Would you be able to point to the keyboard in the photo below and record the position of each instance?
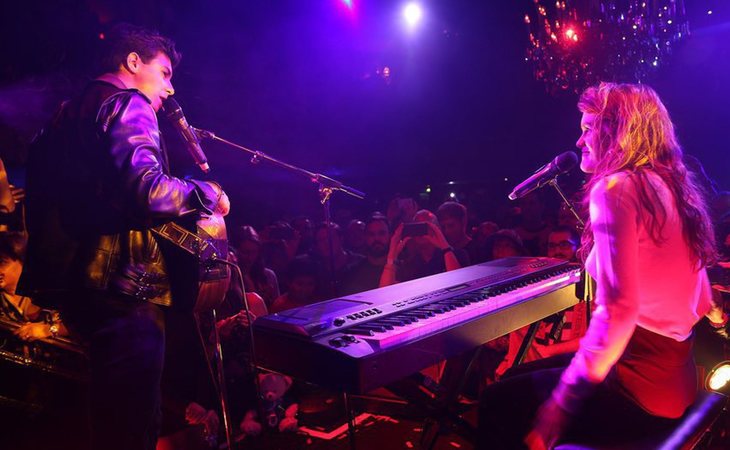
(363, 341)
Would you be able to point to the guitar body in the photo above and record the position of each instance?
(215, 277)
(197, 283)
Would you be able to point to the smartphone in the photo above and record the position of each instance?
(414, 229)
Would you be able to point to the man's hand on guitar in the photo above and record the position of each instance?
(33, 331)
(223, 204)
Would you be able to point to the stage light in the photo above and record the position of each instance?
(412, 13)
(719, 378)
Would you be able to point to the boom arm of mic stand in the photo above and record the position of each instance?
(554, 183)
(325, 183)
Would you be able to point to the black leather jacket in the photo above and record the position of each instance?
(98, 181)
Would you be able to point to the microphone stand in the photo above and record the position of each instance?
(581, 225)
(554, 183)
(326, 186)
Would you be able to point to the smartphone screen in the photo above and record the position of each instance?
(414, 229)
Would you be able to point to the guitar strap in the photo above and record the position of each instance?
(190, 242)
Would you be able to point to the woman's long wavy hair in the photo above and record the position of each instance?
(635, 134)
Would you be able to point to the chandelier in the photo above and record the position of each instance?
(576, 43)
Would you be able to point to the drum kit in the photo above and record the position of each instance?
(35, 373)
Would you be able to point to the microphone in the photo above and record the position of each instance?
(173, 111)
(561, 164)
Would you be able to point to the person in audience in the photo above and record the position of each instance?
(302, 286)
(34, 322)
(305, 229)
(366, 275)
(453, 219)
(333, 262)
(257, 277)
(411, 257)
(400, 210)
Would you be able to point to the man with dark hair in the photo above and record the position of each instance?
(453, 220)
(98, 182)
(333, 262)
(366, 275)
(563, 243)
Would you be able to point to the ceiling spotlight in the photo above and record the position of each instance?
(412, 13)
(718, 379)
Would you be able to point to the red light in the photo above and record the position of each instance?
(571, 35)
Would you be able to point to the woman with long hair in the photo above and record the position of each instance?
(647, 243)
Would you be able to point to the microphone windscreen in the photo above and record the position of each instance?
(171, 108)
(565, 161)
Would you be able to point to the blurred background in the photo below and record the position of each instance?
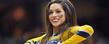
(21, 20)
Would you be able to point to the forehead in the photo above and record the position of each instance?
(55, 6)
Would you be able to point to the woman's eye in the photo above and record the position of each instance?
(58, 11)
(50, 12)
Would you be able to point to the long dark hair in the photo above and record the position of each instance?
(69, 13)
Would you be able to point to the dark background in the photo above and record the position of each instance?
(91, 12)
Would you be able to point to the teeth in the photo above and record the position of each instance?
(55, 20)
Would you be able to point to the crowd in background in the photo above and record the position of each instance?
(21, 20)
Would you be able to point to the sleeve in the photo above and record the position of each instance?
(81, 33)
(35, 40)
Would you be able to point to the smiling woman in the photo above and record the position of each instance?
(61, 25)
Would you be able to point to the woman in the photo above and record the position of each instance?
(62, 26)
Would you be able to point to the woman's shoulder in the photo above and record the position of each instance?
(36, 39)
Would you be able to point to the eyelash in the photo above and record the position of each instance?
(56, 12)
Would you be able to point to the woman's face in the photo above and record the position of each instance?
(56, 14)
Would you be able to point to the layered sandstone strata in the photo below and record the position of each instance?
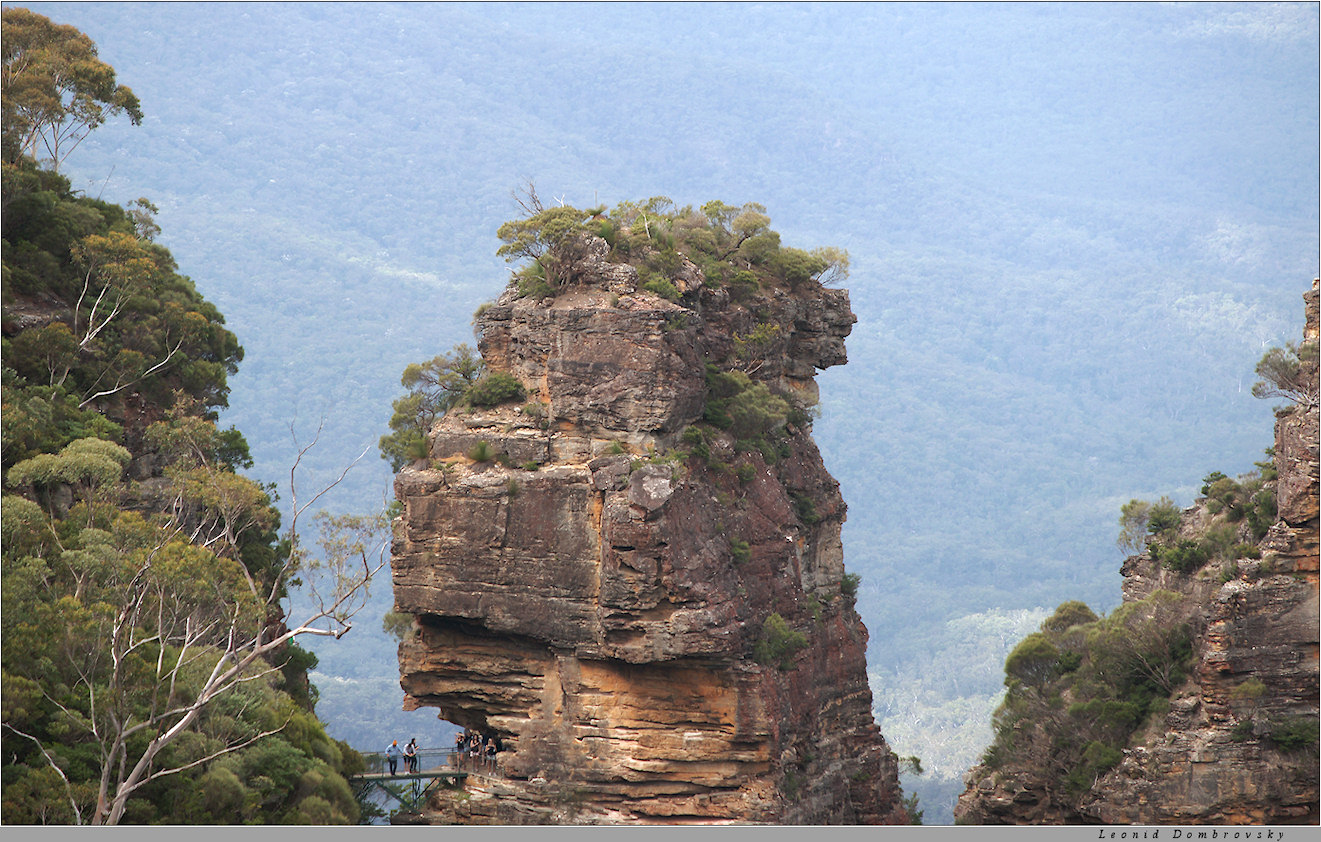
(592, 592)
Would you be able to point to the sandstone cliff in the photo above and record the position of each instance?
(593, 571)
(1237, 742)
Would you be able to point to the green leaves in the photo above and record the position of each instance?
(1289, 373)
(433, 389)
(56, 90)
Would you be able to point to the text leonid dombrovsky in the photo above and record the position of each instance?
(1194, 836)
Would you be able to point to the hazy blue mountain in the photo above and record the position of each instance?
(1074, 229)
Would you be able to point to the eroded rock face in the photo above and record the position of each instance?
(595, 599)
(1212, 759)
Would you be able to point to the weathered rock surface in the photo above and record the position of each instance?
(595, 599)
(1210, 760)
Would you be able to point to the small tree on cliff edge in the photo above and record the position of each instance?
(433, 389)
(1289, 373)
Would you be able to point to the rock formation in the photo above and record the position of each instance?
(1219, 755)
(596, 575)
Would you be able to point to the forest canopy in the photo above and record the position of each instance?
(149, 672)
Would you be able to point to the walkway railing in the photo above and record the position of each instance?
(431, 759)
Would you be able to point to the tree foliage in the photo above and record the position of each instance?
(731, 245)
(54, 89)
(1082, 685)
(151, 670)
(1289, 373)
(433, 389)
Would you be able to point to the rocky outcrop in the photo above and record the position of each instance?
(593, 586)
(1233, 747)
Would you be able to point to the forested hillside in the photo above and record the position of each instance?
(151, 674)
(1073, 230)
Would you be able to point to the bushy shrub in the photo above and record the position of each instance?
(848, 584)
(1295, 734)
(740, 550)
(494, 389)
(1073, 612)
(663, 288)
(480, 452)
(1164, 517)
(1185, 557)
(778, 643)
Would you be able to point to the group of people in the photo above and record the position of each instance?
(477, 750)
(408, 752)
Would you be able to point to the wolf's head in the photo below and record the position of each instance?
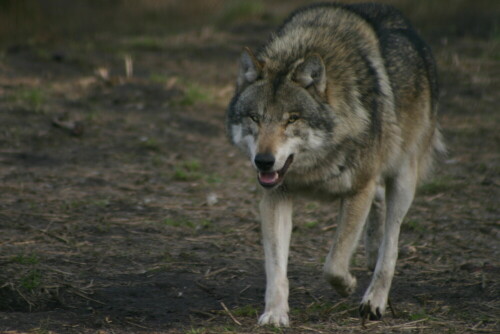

» Directions:
Could you output the listing above word for word, from its first line to its last, leaving out the pictures?

» Solution for this task:
Would you be able to point to the keyboard in the photo below and record the position of each instance?
(363, 341)
Would you be able to point to the guitar body in the photo above and record the position of each instance?
(215, 277)
(197, 283)
Would you be able to point to the smartphone in the photo above and record the position of each instance?
(414, 229)
Would you be able to point to the man's hand on guitar in the photo above and record the position of each instance?
(33, 331)
(223, 204)
Would you be able to point to the stage light in the photo above and record the position of each instance?
(412, 13)
(719, 378)
Would you be able to point to the boom arm of mic stand in the photo above and record the position of each instance?
(554, 183)
(325, 183)
Would you be able to point to the black leather jacket in the photo above and record the position of each instance?
(98, 181)
Would you be able to point to the microphone stand in the photo above and record the position of each instance?
(581, 225)
(554, 183)
(326, 186)
Would you be able to point to the smartphone screen in the photo above and record the position of each instance?
(414, 229)
Would you be able to point to the guitar strap in the photo above and record the position of each instance?
(190, 242)
Would you be able to point to the woman's long wavy hair in the photo above and record the position of each instance?
(635, 134)
Would you be able to point to the chandelier in the photo above and record the position of each instance?
(576, 43)
Would you be able to point to the drum kit in the photo above and record the position of each instance?
(35, 373)
Would you be able to point to the microphone in the photo above and record the position of each instance?
(173, 111)
(561, 164)
Would you be able to point to the person in audience in the photo above and record the position of each instance?
(302, 286)
(34, 322)
(305, 229)
(366, 275)
(453, 219)
(333, 262)
(257, 277)
(411, 257)
(400, 210)
Would you be able to point to the man with dark hair in the photo above and record the position of each instance?
(453, 220)
(98, 182)
(333, 262)
(366, 275)
(563, 243)
Would you be able to point to the ceiling spotlight in the photo above and record the position of each instance?
(412, 13)
(718, 379)
Would you be able to point to the red light in the photo above and record the position of each instance?
(571, 35)
Would you be able to point to the woman with long hair in the photo above and record the position of each instance?
(647, 243)
Would you be able to point to the microphone windscreen in the photo above and record the position of each instance?
(171, 108)
(565, 161)
Would you be able to point to the blurred background in the photo below and record the position of each instance?
(21, 20)
Would you be able to point to the forehead in the photo above and record the position of each instance?
(55, 6)
Would you be able to point to the woman's eye in the photo above and record the position of each instance?
(58, 11)
(50, 12)
Would you be able to point to the long dark hair in the photo above and record the position of each instance?
(69, 13)
Would you be able to point to the dark background in the photo above and record the position of each instance?
(91, 12)
Would you be able to point to the teeth in the photo above and record the position of each instance?
(55, 20)
Would you be able to point to the crowd in background in the photo above and record the position of each instance?
(21, 20)
Would you be able to point to the sleeve in the photo above and record the position of each instance?
(81, 33)
(35, 40)
Would you be able to point to the smiling woman in the photo above and record the position of each instance?
(61, 25)
Would you be able to point to the woman in the photo above and record the position of each instance?
(62, 26)
Would you be able to point to the woman's shoulder in the photo above and record the position of each instance?
(36, 39)
Would you be able to point to the eyelash in the photo above and record the position of each instance?
(56, 12)
Would you be able to point to the woman's face in the photo above and record the position of each instance?
(56, 14)
Would you be able to point to the layered sandstone strata in the photo below and record the position of each instance?
(592, 592)
Would you be able to point to the sandstone cliff in the photo above and record the position of each instance?
(593, 571)
(1237, 742)
Would you be able to point to the green leaves in the photo above and record the position of each instance?
(1289, 373)
(433, 389)
(56, 90)
Would you be able to point to the text leonid dombrovsky in the photo above and record the position of each instance?
(1194, 836)
Would you be able to point to the hazy blue mountain in the photo above and record the position of each instance?
(1074, 229)
Would you be able to point to the eroded rock face in the photo above and record the position of each instance?
(595, 599)
(1212, 759)
Would you be able to point to the weathered rock surface in the photo above and record the position of each instance?
(595, 599)
(1210, 760)
Would you be able to point to the small tree on cliff edge in the photo above and record the position of each instance?
(433, 389)
(1289, 373)
Would you be able to point to the rock formation in the photo above and record the position of each instance?
(1219, 755)
(596, 575)
Would you be able to point to the forest canopy in the photo above and record the position of each instance?
(149, 672)
Would you be able to point to the walkway railing in the photo above and record the position of each instance?
(431, 759)
Would you be able to point to the tree foliage in the photo above and record the position of each instance?
(731, 245)
(54, 89)
(1082, 685)
(151, 670)
(1289, 373)
(433, 389)
Would you be able to point to the rocky outcrop in the photo above and record the position of each instance?
(593, 586)
(1233, 747)
Would you be able to point to the forested hillside in the photo above and record the position of each instance?
(151, 674)
(1073, 230)
Would you be able to point to the bushy shrub in the photo above and record the position of each instance?
(848, 584)
(1295, 734)
(740, 550)
(494, 389)
(1073, 612)
(663, 288)
(480, 452)
(1164, 517)
(1185, 557)
(778, 643)
Would you be able to point to the group of people in the photo above and record the position of each instance?
(477, 750)
(408, 752)
Would you be able to point to the wolf's head in the photo below and record the position of each instance?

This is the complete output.